*TASK PROMPT*
Any picture in the data below should be skipped, while every line is repeated exactly.

*THE DATA*

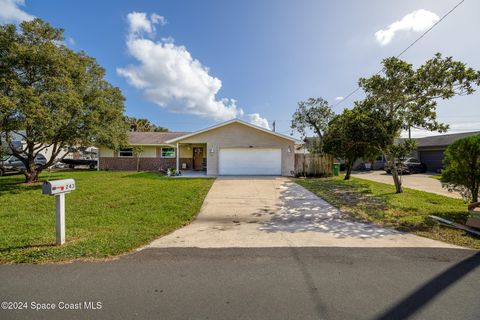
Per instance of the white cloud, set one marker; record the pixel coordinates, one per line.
(139, 23)
(158, 19)
(11, 13)
(70, 41)
(418, 21)
(169, 76)
(258, 121)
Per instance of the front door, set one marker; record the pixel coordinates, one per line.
(197, 158)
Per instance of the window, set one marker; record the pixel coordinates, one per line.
(168, 153)
(127, 152)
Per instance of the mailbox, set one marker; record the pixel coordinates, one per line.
(58, 186)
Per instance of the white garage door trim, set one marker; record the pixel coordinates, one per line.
(250, 161)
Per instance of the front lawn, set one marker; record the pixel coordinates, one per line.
(377, 202)
(110, 213)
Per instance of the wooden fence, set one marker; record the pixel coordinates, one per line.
(313, 165)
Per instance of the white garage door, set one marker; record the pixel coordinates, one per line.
(250, 161)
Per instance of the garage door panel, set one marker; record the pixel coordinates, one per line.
(250, 161)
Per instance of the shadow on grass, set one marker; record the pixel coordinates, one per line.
(15, 187)
(143, 175)
(27, 246)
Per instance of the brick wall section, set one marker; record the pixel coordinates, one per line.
(146, 164)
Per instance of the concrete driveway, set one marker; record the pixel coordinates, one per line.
(418, 181)
(253, 212)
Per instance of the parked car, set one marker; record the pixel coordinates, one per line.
(408, 166)
(10, 163)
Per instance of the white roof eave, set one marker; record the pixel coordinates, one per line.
(229, 122)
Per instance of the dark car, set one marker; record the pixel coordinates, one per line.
(10, 163)
(408, 166)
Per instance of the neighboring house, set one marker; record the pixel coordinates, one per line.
(430, 149)
(19, 143)
(233, 147)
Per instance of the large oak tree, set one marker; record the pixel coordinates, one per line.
(53, 97)
(313, 114)
(402, 97)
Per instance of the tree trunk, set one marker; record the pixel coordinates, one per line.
(348, 169)
(474, 192)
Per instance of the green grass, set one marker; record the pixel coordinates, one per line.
(110, 213)
(408, 211)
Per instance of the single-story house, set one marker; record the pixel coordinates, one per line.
(430, 149)
(234, 147)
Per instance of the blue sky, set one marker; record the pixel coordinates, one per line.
(267, 55)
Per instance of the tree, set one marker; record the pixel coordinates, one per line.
(53, 97)
(143, 125)
(349, 136)
(462, 167)
(403, 97)
(313, 114)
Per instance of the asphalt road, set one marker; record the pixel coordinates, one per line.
(259, 283)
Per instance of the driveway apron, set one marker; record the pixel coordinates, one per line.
(276, 212)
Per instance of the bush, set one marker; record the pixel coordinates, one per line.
(462, 167)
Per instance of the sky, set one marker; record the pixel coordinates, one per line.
(186, 65)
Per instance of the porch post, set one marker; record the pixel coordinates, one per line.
(178, 159)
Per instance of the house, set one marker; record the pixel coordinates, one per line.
(234, 147)
(430, 149)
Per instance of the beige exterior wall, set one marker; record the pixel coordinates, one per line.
(186, 150)
(105, 152)
(148, 152)
(236, 135)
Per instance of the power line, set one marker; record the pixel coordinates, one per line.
(405, 50)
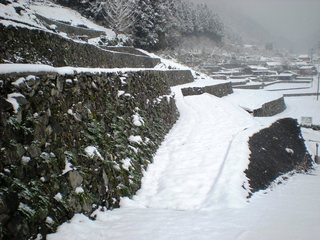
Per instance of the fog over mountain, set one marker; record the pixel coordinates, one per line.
(293, 24)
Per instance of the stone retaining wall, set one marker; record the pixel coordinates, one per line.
(270, 108)
(22, 45)
(276, 150)
(219, 90)
(74, 143)
(130, 50)
(71, 30)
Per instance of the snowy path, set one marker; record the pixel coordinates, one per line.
(290, 212)
(198, 169)
(191, 160)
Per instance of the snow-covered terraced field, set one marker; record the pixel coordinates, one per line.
(192, 189)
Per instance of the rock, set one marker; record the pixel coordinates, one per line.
(75, 179)
(34, 151)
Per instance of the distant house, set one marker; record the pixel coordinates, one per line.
(304, 58)
(308, 70)
(276, 66)
(287, 76)
(257, 70)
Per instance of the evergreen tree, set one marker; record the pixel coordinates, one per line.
(143, 31)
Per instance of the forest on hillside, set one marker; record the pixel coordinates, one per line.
(152, 24)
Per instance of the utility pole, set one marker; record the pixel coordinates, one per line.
(318, 84)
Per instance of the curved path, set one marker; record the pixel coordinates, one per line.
(191, 159)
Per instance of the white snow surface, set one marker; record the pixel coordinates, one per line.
(92, 151)
(28, 16)
(251, 99)
(193, 188)
(63, 14)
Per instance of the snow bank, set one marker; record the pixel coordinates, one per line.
(251, 99)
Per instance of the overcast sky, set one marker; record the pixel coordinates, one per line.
(296, 20)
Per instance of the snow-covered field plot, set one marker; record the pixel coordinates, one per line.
(251, 99)
(288, 86)
(193, 188)
(294, 88)
(298, 107)
(289, 212)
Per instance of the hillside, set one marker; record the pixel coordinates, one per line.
(101, 140)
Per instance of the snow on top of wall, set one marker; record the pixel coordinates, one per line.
(8, 68)
(251, 99)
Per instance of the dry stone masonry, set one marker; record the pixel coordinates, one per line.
(69, 143)
(23, 45)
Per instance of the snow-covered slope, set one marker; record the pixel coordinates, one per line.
(199, 168)
(26, 16)
(195, 158)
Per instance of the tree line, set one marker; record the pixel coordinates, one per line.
(152, 24)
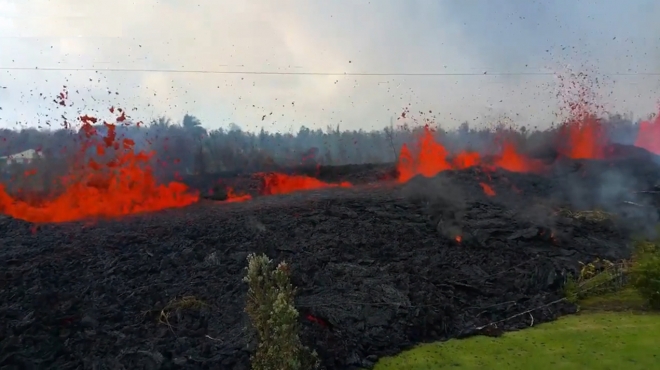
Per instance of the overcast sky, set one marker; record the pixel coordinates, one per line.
(378, 36)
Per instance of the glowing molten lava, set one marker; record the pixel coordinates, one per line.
(648, 136)
(278, 183)
(121, 185)
(583, 137)
(430, 158)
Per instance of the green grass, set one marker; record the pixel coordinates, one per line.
(594, 339)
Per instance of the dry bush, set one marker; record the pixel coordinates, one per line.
(270, 306)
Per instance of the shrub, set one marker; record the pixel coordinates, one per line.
(596, 278)
(270, 306)
(645, 272)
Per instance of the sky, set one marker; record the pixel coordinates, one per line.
(475, 39)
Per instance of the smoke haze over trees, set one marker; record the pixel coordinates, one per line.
(186, 146)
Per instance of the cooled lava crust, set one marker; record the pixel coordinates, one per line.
(379, 268)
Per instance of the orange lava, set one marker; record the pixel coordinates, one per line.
(278, 183)
(487, 189)
(121, 186)
(429, 158)
(583, 138)
(513, 161)
(648, 136)
(233, 197)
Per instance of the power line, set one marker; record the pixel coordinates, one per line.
(276, 73)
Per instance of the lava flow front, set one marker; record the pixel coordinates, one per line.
(122, 185)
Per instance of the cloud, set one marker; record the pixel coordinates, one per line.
(317, 36)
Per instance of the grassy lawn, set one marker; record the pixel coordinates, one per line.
(611, 332)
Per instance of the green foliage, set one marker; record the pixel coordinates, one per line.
(270, 306)
(596, 278)
(645, 271)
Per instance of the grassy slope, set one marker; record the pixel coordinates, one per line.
(597, 338)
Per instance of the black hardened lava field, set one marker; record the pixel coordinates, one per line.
(379, 267)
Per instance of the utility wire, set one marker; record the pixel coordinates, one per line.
(276, 73)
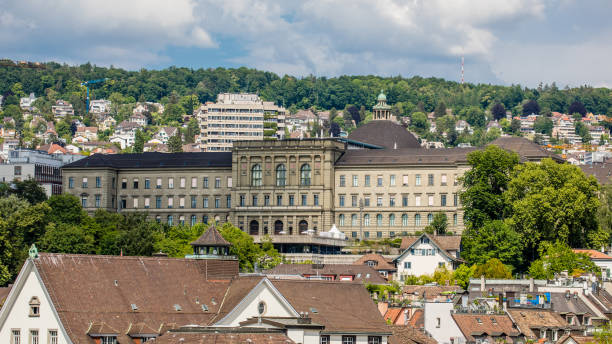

*ANSWER TO THIS PROBLEM*
Per instance of the white cloud, set one marker; record the pixel coordinates, one per line.
(139, 23)
(158, 19)
(11, 13)
(70, 41)
(418, 21)
(169, 76)
(258, 121)
Per instance of the front door, set one marker; record the pixel coordinates, one per line.
(197, 158)
Per instance of the window, set one marker; record the pixel coordinates, one per line.
(168, 153)
(127, 152)
Per instance of the mailbox, set one marker; record the pixel coordinates, one per line.
(58, 186)
Per instance of the white garage door trim, set one marker; record the pixel coordinates, one per line.
(250, 161)
Per instance of the front lawn, set one marker; record the pixel coordinates, one per line.
(377, 202)
(110, 213)
Per instance of the wooden fence, set one marker; record the pixel coordinates, one per line.
(313, 165)
Per instance of the white garage door, set one marker; record the pixel coordinates, one per line.
(250, 161)
Per instance of the garage door panel, set one marker; record the pixel coordinates, one per line.
(250, 161)
Per instance of the shadow on grass, set one marker; record the pixel coordinates, one per line.
(15, 187)
(143, 175)
(27, 246)
Per instance of the brick wall section, set one marker; record the pixel coordinates, one per line.
(146, 164)
Per instance of the concrete driveway, set one marker; record the pixel coordinates, one per line.
(418, 181)
(253, 212)
Per instance of the parked car, set one marker; record the pixel coordinates, one per line.
(408, 166)
(10, 163)
Per instance of the white roof eave, set one marker; record the pixel coordinates, one per line.
(229, 122)
Per instance of the dark car, set one marker; record the pixel coordinates, one per line.
(10, 163)
(408, 166)
Per instance of the neighboring house, set one marker; record the pixel coordinates, one per line.
(430, 149)
(19, 143)
(233, 147)
Per instance of the large oak tree, set one marker; record the pixel coordinates, one per line.
(53, 97)
(313, 114)
(402, 97)
Per instance of the tree trunk, set one marker; record the pixel coordinates, one per line.
(348, 169)
(474, 192)
Per instance of the green grass, set one marker; record the pixel coordinates, one per line.
(110, 213)
(408, 211)
Per instance of the single-story house, set one marker; record the pixel coordinates, one per line.
(430, 149)
(234, 147)
Per instance of the blue sky, set one marker; record the pixel coordinates, one per line.
(267, 55)
Per instance of the tree, set one marker; record the pixel coordinates, one per line.
(53, 97)
(143, 125)
(349, 136)
(462, 167)
(403, 97)
(313, 114)
Per instance of the asphalt road, set one marker; record the pixel coordinates, one per line.
(259, 283)
Per instance of the driveway apron, set one marker; record the pixel coordinates, one per line.
(276, 212)
Per instance of the bush, set one marker; record the pixel coordinates, one per line.
(462, 167)
Per instance of the sky, set one marker; record the pixel coordinates, one per line.
(186, 65)
Per instance of the porch post, set one marker; record the pixel coordinates, one per line.
(178, 159)
Per instance of the house, set one marker; record the pixel coordinates, one per line.
(234, 147)
(430, 149)
Per instance of the beige exterior wall, set one marker; record the pixel coordinates, one per line.
(186, 150)
(105, 152)
(148, 152)
(236, 135)
Per instance of the power line, set one marker; record the pixel coordinates, one per line.
(405, 50)
Per instance of the fog over mountain, set one marker; record the pixel coordinates, one per line.
(293, 24)
Per instance of the stone retaining wall, set one marker; record the pixel coordinates, one per line.
(270, 108)
(22, 45)
(276, 150)
(219, 90)
(74, 143)
(130, 50)
(71, 30)
Per instance of the snowy path, set one marker; record the pixel coordinates, one per line.
(290, 212)
(198, 169)
(191, 160)
Per instance of the snow-covered terraced field, set one marker; record the pixel coordinates, one per line.
(192, 189)
Per instance of the rock, set one marker; record the pixel coordinates, one per line.
(75, 179)
(34, 151)
Per instance of the distant house, set one marker; record the pixel coordinates, one per line.
(304, 58)
(308, 70)
(276, 66)
(287, 76)
(257, 70)
Per instance of the evergreen tree, set one marker; record the pixel coordinates, one per line.
(143, 31)
Per instance of the forest on hillside, set one marker; record the pixel coordinates, one per line.
(152, 24)
Per instance of the utility pole, set one marker; record the pixel coordinates, one per line.
(318, 84)
Per instance of the curved path, set one marker; record the pixel coordinates, one per line.
(191, 159)
Per instance of the white snow surface, set one marker; record the pixel coordinates, one per line.
(92, 151)
(28, 16)
(251, 99)
(193, 188)
(63, 14)
Per instance of the snow bank, set one marker; record the pixel coordinates, one per line.
(251, 99)
Per instance of the overcast sky, set one marker; record the pixel coordinates, one per line.
(296, 20)
Per instance of the snow-covered field plot, set one marker; record the pixel coordinates, one per line.
(251, 99)
(288, 86)
(193, 188)
(294, 88)
(298, 107)
(289, 212)
Per instance of the hillside, set one marker; record the pixel coordinates, one per line.
(101, 140)
Per instance of the snow on top of wall, set one marker; record the pixel coordinates, one per line.
(8, 68)
(251, 99)
Per instance of the dry stone masonry, set one marker; record the pixel coordinates, one per line.
(69, 143)
(23, 45)
Per instance of the snow-covered slope, set one marker; record the pixel coordinates, one per line.
(199, 168)
(26, 16)
(195, 158)
Per instance of the tree line, set one marker; record the pixel coordinates, one per line.
(152, 24)
Per instance of the overcast sky, set one marker; record the pixel coordinates, one per line.
(378, 36)
Per instance of the glowing molten lava, set one marker; record the pixel coordinates, one per line.
(648, 136)
(278, 183)
(121, 185)
(583, 137)
(430, 158)
Per instance of the green grass, set one marker; record the pixel coordinates, one per line.
(594, 339)
Per instance of the dry bush, set one marker; record the pixel coordinates, one per line.
(270, 306)
Per instance of the shrub, set one marker; record the pixel coordinates, one per line.
(596, 278)
(270, 306)
(645, 272)
Per instance of the sky, set one marker; record the pixel coordinates, one per line.
(475, 39)
Per instance of the smoke haze over trees, set one marker; record the pixel coordinates, one per line.
(186, 146)
Per instance of the cooled lava crust, set one marker; record the pixel coordinates, one per line.
(379, 268)
Per instance of the orange lava, set one marker; record the pixel coordinates, one per line.
(278, 183)
(487, 189)
(121, 186)
(429, 158)
(583, 138)
(513, 161)
(648, 136)
(233, 197)
Per instance of the power line, set one marker; record the pixel coordinates, one per line.
(276, 73)
Per instance of the lava flow front, set one marker; record the pixel coordinates, one per line.
(122, 185)
Per instance of the cloud, set one marker; record the pixel coordinates, one per line.
(317, 36)
Per instance of the grassy lawn, set one marker; record the pixel coordinates, one per line.
(611, 332)
Per instance of the green foliage, set one marker; record the pixel coordinates, one per line.
(270, 306)
(596, 278)
(645, 271)
Per instance of the grassy slope, set one marker; record the pixel coordinates, one per line.
(597, 338)
Per instance of the black hardened lava field, set one marker; record the pixel coordinates, one per line.
(379, 267)
Per instance of the utility wire, set one marker; record the pixel coordinates, one per line.
(276, 73)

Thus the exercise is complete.